● Texte source:
::::

Les séances de rattrapage du dimanche ont permis de voir les 3 derniers films du Panorama des Festivals.
Le grand cahier
Le Grand Cahier est un film hongrois réalisé par Janos Szasz d’après le roman homonyme d’Agota Kristof, premier volet de la « trilogie des jumeaux ». Le film, comme le roman, est la description très noire de l’évolution de deux jumeaux de 13 ans emmenés par leur mère dans un village en pleine campagne, chez sa propre mère qu’elle n’a pas vue depuis 20 ans, une vieille femme méchante, avare et sale surnommée la sorcière par son entourage. L’action se déroule à la fin de la seconde guerre mondiale, et la mère est persuadée que ses fils auront plus de chance de survivre dans ce village perdu que dans la ville. Très vite, il s’avère toutefois que, même dans cette campagne, les conditions de vie sont épouvantables, le froid et la faim s’étant abattus sur tout un peuple et les deux jumeaux en arrivent à considérer qu’ils ne pourront survivre qu’en devenant les plus durs possibles, que s’ils abandonnent toute parcelle d’humanité. Ce film, profondément pessimiste, nous ramène à une question récurrente en matière de cinéma : quels termes utiliser lorsqu’on veut porter un jugement sur un film (et, plus généralement, sur une œuvre artistique) ? Concernant Le Grand Cahier, difficile d’affirmer qu’on a « aimé » un tel film : les personnages sont tous déplaisants, on ne ressent d’empathie pour aucun d’entre eux, comment faire pour « aimer » ? Pour celles et ceux qui sont entrés dans le film, une expression comme « film d’une grande puissance » apparaît plus adaptée. On pourra aussi reconnaître que la photo est très réussie. Il faut dire qu’on la doit à Christian Berger, directeur de la photographie sur de nombreux films de Michael Haneke, dont Le Ruban Blanc. Il est toutefois également possible de prétendre que l’on n’est pas entré dans ce film, qu’on s’y est ennuyé et qu’on a regretté d’y retrouver un certain nombre de clichés maintes fois utilisés au cinéma : l’officier allemand est forcément homosexuel, le prêtre se doit de n’être pas très clair côté sexe, … Le Grand Cahier arrivera sur nos écrans le 5 février prochain.

::::

● Données fournies:
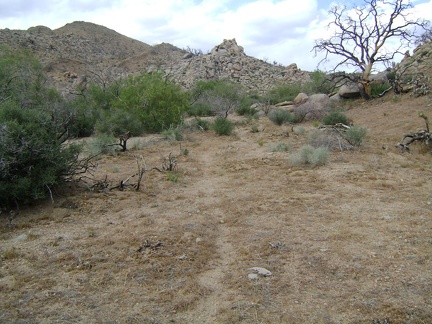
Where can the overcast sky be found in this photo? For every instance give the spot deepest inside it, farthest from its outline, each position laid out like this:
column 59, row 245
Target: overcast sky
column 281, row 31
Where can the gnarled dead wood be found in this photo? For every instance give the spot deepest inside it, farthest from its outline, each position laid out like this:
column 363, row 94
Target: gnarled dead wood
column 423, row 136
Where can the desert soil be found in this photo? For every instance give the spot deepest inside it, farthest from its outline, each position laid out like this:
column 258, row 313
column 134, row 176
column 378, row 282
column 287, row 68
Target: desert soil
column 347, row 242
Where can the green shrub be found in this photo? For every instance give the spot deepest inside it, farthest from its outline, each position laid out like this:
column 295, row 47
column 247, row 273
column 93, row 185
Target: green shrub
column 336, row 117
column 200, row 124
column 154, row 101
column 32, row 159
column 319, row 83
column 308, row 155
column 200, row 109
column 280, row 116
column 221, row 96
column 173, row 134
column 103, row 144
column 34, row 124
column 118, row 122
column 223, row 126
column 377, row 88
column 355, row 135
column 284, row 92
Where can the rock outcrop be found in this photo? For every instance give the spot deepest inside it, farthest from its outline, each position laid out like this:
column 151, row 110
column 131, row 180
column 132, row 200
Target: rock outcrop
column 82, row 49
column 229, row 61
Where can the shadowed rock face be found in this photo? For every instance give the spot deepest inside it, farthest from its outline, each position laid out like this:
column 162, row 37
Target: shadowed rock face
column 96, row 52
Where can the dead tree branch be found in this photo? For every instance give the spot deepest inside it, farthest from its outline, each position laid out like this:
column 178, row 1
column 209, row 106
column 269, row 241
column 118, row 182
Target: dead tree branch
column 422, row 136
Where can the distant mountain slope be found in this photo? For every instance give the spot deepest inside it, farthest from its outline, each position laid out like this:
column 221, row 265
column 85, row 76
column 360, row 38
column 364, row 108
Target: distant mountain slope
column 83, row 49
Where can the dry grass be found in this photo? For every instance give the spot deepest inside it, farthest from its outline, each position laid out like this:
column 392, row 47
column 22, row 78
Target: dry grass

::::

● Consigne:
Présentez sous forme de liste le paragraphe de la source qui commence par « Le Grand Cahier est un film hongrois », en conservant ses faits principaux.

● Corrigé détaillé:
- *Le Grand Cahier* est un film hongrois réalisé par Janos Szasz. Il est adapté du roman homonyme d'Agota Kristof, premier volet de la « trilogie des jumeaux ».
- Le film décrit de façon très noire l'évolution de deux jumeaux de 13 ans. Leur mère les emmène dans un village, chez sa propre mère, qu'elle n'a pas vue depuis 20 ans. Cette vieille femme méchante, avare et sale est surnommée « la sorcière ».
- L'action se situe à la fin de la Seconde Guerre mondiale. La mère croit que ses fils survivront mieux au village qu'en ville.
- Les conditions de vie se révèlent épouvantables, en raison du froid et de la faim. Les jumeaux décident de devenir les plus durs possible et d'abandonner toute humanité pour survivre.
- Ce film profondément pessimiste soulève la question des termes à employer pour juger une œuvre.
- Il est difficile de dire qu'on l'a « aimé », car tous les personnages sont déplaisants et aucun ne suscite d'empathie. L'expression « film d'une grande puissance » convient mieux à ceux qui y sont entrés.
- La photographie est très réussie. Elle est signée Christian Berger, directeur de la photographie de nombreux films de Michael Haneke, dont *Le Ruban Blanc*.
- D'autres spectateurs peuvent s'y ennuyer et regretter certains clichés : l'officier allemand forcément homosexuel, le prêtre peu clair côté sexe.
- Le film sortira en salles le 5 février.